Texte présenté:
++++++++++
Elle met sa couche à la poubelle, se déshabille seule, m'aide quand je
l'habille, elle appuie sur le (ou les...) boutons de l'ascenseur, se
savonne (presque) seule, etc. Elle a de plus en plus de facilité à exprimer ses émotions. Elle sait me faire comprendre quand elle est en colère. Elle sait aussi me serrer entre ses tout petits bras et me faire des dizaines de bisous. C'est un délicieux régal de l'accompagner
dans cette découverte!
Je suis ce qu'on appelle une maman solo depuis maintenant 4 mois et ma
plus grosse peur a été de ne plus être autant proximale que je l'avais
été toute sa 1ère année.
Comment allais-je pouvoir concilier les nuits hachées, en cododo, rythmées par ses nombreuses tétées nocturnes et le boulot?
Comment allais-je pouvoir lui apporter tout le réconfort de ma présence en étant absente 4 jours par semaine, 11h par jour?
Comment allais-je pouvoir assumer (et assurer)seule, le quotidien tout en restant maternante?
Je me souviens de ce mois de juin et des valises que je remplissais. Je
me souviens lui avoir demander d'attendre, complètement dépassée par la
situation, quand elle a eu envie d'un câlin, maintenant, tout de suite.
Je lui ai dis que maintenant, je ne pourrais plus faire tout, tout de
suite. Puis je me souviens de son regard. Je me souviens du mien. Je me
souviens de ce face à face. J'ai tout posé et je l'ai pris contre moi.
J'avais tord.
"Il n'y a pas d'autres urgences que celle d'aimer".
Tout
peut attendre. La vaisselle, le ménage, ce coup de téléphone, ce livre.
Elle ne sera pas un bébé toute sa vie, elle ne sera pas dépendante toute
sa vie. Je me suis promis que rien ne changerait. Et rien n'a changé.
Alors oui, je ne vis pas dans un musée et à l'heure où j'écris le début de ce billet
je n'ai toujours pas débarrassé la table... du gouter et il est 22h !
Mais je l'ai entendu rire et j'ai ris avec elle. J'ai joué plus d'une
heure dans le bain et je l'ai regardé être heureuse. Je suis restée
couchée près d'elle bien après qu'elle se soit endormie et je l'ai
écouté respirer.
J'ai du me résoudre à ne plus partager toutes ses journées. Ce fut affreux. Ça l'est toujours, chaque matin, chaque seconde. Avant, quand
je devais me lever, je mettais le réveil 30 minutes plus tôt histoire de savourer
encore un peu mon lit. Aujourd'hui, mon réveil sonne toujours 30mn plus
tôt mais c'est pour la savourer ELLE. Instinctivement, elle se rapproche
de moi et tète. Elle se rendort alors profondément et je me lève. Puis
super-mamie-nounou prend la relève. Elle se lève tous les matins à 6h,
prend le volant et nous rejoint chez moi, juste pour s'allonger à coté
de Lou dès que je me lève, pour qu'elle ne se retrouve pas seule dans ce
grand lit. Et là, je mesure la chance qu'on a, Lou et moi, d'être autant
entourée d'amour! Super-mamie-nounou a respecté chacun de mes choix et
m'a toujours soutenue. Elle pratique la DME, la ML (même si son coeur
s'arrête 10 fois par jour!), le cododo, la bienveillance et l'amour
inconditionnel. Elle fait de son mieux et plus encore.
++++++++++
Consigne 1: Relevez dans les enregistrements ci-dessous chaque ligne où figure le mot « tall ».
++++++++++
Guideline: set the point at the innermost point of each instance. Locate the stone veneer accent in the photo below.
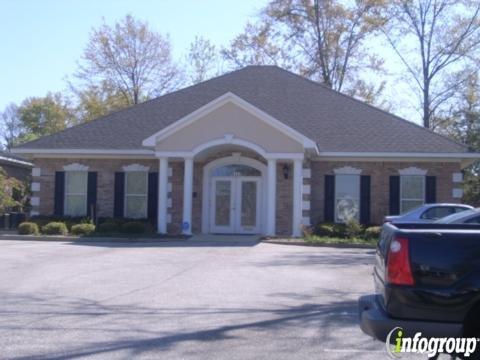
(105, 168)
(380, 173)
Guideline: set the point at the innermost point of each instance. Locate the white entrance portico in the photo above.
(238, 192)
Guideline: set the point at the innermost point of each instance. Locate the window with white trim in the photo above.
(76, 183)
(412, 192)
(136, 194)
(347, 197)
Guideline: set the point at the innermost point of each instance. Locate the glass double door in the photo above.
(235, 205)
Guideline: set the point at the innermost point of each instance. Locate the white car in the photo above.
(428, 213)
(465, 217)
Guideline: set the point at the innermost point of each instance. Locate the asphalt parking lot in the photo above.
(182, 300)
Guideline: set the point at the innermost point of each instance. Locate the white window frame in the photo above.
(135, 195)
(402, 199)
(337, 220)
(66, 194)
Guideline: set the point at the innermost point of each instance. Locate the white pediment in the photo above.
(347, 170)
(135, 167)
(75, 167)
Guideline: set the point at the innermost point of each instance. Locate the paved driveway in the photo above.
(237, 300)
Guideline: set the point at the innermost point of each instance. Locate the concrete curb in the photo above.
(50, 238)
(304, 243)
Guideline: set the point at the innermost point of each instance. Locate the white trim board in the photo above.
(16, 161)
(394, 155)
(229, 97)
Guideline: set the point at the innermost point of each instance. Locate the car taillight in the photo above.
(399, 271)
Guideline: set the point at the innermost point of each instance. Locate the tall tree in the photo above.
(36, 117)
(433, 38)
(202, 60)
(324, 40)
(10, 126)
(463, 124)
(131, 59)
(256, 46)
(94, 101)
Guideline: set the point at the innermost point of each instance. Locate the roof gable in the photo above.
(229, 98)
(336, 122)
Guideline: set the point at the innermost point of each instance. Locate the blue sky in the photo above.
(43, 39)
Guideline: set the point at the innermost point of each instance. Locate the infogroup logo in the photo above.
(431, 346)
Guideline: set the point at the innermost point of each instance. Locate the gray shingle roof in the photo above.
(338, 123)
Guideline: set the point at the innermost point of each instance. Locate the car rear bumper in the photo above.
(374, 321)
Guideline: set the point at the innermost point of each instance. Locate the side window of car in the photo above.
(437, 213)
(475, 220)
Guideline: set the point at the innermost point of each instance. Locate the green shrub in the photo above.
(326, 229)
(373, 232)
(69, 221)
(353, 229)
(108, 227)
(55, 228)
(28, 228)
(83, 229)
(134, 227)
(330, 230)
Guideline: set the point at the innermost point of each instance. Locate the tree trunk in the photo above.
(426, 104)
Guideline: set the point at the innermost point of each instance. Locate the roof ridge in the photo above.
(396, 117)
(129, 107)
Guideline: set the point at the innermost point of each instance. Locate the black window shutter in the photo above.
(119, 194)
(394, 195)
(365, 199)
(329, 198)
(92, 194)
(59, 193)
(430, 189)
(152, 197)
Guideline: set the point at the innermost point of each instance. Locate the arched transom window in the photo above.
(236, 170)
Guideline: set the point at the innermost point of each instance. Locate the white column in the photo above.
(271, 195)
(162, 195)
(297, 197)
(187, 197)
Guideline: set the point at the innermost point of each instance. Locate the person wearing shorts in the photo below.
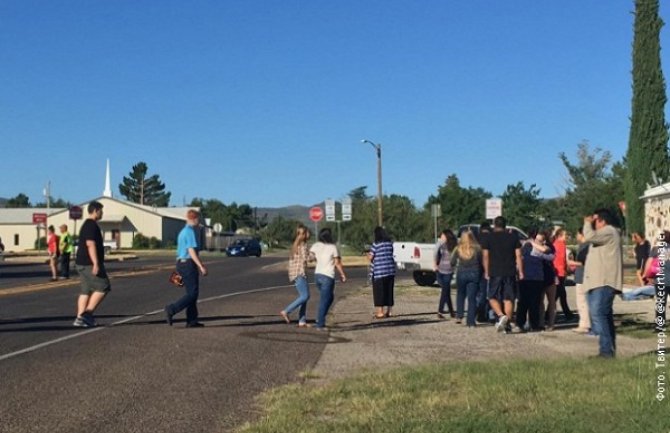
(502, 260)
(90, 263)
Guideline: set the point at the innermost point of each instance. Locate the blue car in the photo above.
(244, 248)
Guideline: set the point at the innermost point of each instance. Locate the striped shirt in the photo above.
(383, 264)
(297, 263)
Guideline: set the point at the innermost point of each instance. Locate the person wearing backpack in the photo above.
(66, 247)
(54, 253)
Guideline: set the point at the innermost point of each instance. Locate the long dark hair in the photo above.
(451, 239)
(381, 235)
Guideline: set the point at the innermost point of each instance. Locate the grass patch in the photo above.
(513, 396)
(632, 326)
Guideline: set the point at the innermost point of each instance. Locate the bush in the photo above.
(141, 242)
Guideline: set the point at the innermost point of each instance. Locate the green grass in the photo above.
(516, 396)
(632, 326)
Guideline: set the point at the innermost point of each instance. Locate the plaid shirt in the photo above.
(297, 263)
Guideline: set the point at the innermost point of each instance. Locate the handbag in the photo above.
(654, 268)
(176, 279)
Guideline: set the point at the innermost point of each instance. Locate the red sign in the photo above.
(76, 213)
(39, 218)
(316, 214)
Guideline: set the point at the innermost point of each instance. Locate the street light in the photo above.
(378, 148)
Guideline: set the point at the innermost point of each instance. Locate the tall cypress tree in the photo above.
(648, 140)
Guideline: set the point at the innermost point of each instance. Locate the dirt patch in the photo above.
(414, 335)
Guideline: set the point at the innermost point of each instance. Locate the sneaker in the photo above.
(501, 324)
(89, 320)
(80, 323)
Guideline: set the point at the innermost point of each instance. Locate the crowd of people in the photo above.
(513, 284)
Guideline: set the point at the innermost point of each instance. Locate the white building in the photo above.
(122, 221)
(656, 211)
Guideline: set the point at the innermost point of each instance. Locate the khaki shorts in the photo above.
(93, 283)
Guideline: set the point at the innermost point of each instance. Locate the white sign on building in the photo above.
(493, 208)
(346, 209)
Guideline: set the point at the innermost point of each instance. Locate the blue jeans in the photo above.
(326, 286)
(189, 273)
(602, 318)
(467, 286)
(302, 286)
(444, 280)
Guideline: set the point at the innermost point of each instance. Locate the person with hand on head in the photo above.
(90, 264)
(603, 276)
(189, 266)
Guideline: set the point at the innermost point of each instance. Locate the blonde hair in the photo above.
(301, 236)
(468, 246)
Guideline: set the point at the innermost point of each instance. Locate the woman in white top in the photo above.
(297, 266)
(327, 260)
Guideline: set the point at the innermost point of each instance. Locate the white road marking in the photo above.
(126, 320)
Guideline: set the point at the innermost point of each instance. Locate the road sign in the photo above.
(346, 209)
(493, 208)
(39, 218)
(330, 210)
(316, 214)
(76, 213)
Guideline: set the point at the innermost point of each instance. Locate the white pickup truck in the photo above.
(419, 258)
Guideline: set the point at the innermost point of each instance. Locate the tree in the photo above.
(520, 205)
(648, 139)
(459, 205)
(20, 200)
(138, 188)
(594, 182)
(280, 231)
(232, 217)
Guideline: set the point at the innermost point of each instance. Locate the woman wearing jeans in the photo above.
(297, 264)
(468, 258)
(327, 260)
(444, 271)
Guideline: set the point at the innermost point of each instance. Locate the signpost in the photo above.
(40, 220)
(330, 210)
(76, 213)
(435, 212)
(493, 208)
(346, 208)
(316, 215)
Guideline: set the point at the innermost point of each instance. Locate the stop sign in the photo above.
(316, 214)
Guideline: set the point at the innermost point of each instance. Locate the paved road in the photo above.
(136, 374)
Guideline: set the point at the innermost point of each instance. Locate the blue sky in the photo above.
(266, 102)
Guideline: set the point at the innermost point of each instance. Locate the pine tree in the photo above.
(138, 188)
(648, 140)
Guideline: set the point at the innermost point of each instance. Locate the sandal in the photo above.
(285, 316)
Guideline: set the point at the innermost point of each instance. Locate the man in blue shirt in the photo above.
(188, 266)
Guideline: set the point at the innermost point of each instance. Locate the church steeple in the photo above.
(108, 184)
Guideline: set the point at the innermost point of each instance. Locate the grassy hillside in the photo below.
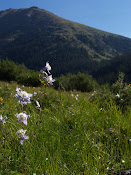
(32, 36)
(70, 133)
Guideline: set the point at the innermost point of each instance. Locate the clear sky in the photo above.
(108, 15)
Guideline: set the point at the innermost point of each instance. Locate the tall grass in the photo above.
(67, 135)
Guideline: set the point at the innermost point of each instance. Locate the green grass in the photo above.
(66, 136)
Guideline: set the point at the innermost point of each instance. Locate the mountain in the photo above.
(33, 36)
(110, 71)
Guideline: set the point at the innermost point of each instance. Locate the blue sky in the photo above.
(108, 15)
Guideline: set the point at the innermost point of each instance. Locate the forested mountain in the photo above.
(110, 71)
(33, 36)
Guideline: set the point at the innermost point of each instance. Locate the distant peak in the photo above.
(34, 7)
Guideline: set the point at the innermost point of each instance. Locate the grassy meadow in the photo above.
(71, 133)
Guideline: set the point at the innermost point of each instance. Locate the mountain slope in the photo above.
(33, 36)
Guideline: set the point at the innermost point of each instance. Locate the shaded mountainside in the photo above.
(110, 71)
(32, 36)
++++++++++
Consigne 2: Dans le billet sur la vie de maman solo, recopiez mot pour mot le passage qui commence par « J'avais tord. » et va jusqu'à « rien n'a changé. ».

Corrigé 1:
Guideline: set the point at the innermost point of each instance. Locate the tall tree in the photo above.
Guideline: set the point at the innermost point of each instance. Locate the tall cypress tree in the photo above.
Guideline: set the point at the innermost point of each instance. Locate the tall grass in the photo above.

Corrigé 2:
J'avais tord.
"Il n'y a pas d'autres urgences que celle d'aimer".
Tout
peut attendre. La vaisselle, le ménage, ce coup de téléphone, ce livre.
Elle ne sera pas un bébé toute sa vie, elle ne sera pas dépendante toute
sa vie. Je me suis promis que rien ne changerait. Et rien n'a changé.